[Consigne] Recopiez mot pour mot le passage du récit sur Kaa en commençant par « C’était un autre » et en poursuivant jusqu'à « peau me fascinaient. ».

[Bloc de texte]

------------

C’était un autre temps, les habitudes et les valeurs étaient très différentes mais l’engagement et le dévouement de ces jeunes filles restent un sujet d’étonnement. A peine sorties de l’adolescence, elles consacraient une grande part de leurs loisirs à encadrer des gamins turbulents et souvent mal embouchés. Moi, j’avais le béguin pour Kaa. Ce n’était pas la plus douce ni la plus dévouée, mais c’était et de loin la plus belle. La grâce de son visage et la couleur ambrée de sa peau me fascinaient.

Quelques semaines plus tard ce même été, toute ma famille était en résidence à Lasalle toujours dans les Cévennes. Ce dimanche là c’était la fête du village. Il y avait toute une foule sur la place devant les deux grandes colonnes austères du temple. Libre et solitaire, je déambulais entre les étals de confiserie et les stands de tir. Mon cœur s’accéléra d’un coup : là, au milieu de tout un groupe elle était là, encore plus belle dans sa jolie robe, sa peau encore plus bronzée. Kaa ! Toute mon après-midi fut alors dédiée à de savantes tactiques de rapprochement. De loin, je l’observais et tentait de me mettre en évidence. Osant de plus en plus je me rapprochais jusqu’à être très proche d’elle. Jamais son regard ne rencontra le mien. Ces circonstances là sont souvent celles ou l’on a le plus de courage, J’allais devoir l’interpeller. Bien que tremblant, j’étais prêt. Au moment ou je me lançais, elle tourna le dos et s’éloigna dans la trop longue rue pour s’y perdre entourée de toute sa compagnie.

------------

[Données fournies]
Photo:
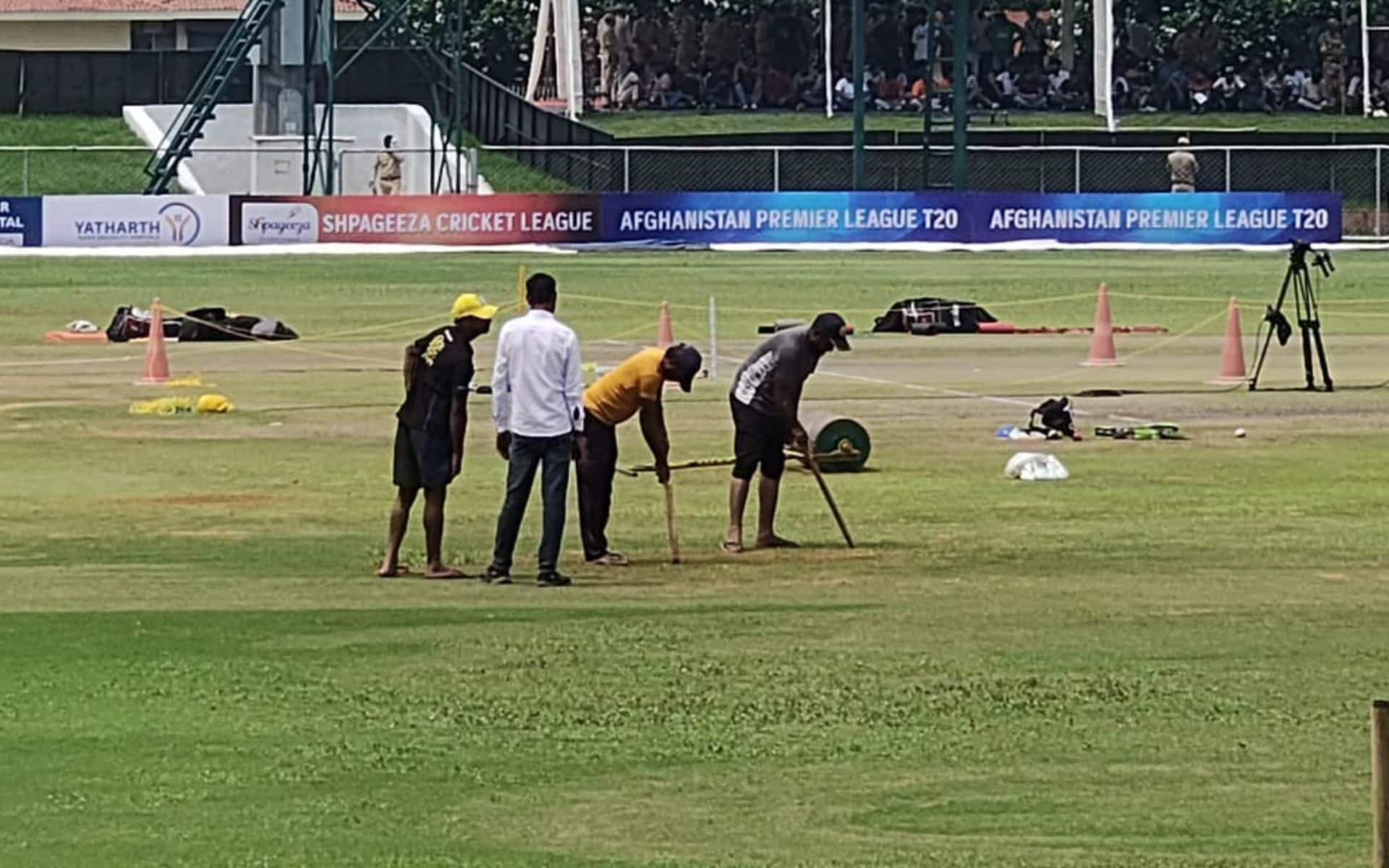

------------

[Corrigé détaillé]
C’était un autre temps, les habitudes et les valeurs étaient très différentes mais l’engagement et le dévouement de ces jeunes filles restent un sujet d’étonnement. A peine sorties de l’adolescence, elles consacraient une grande part de leurs loisirs à encadrer des gamins turbulents et souvent mal embouchés. Moi, j’avais le béguin pour Kaa. Ce n’était pas la plus douce ni la plus dévouée, mais c’était et de loin la plus belle. La grâce de son visage et la couleur ambrée de sa peau me fascinaient.